__Exercise description__: Can you put every line of the data below into a JSON list of strings, one string per line, leaving out any blank lines?
══ Data ══
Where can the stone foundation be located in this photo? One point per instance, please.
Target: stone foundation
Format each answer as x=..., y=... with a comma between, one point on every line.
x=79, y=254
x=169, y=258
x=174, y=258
═══
__Answer below__:
[
  "Where can the stone foundation be located in this photo? One point per instance, please.",
  "Target: stone foundation",
  "Format each answer as x=..., y=... with a comma between, one point on every line.",
  "x=79, y=254",
  "x=169, y=258",
  "x=174, y=258"
]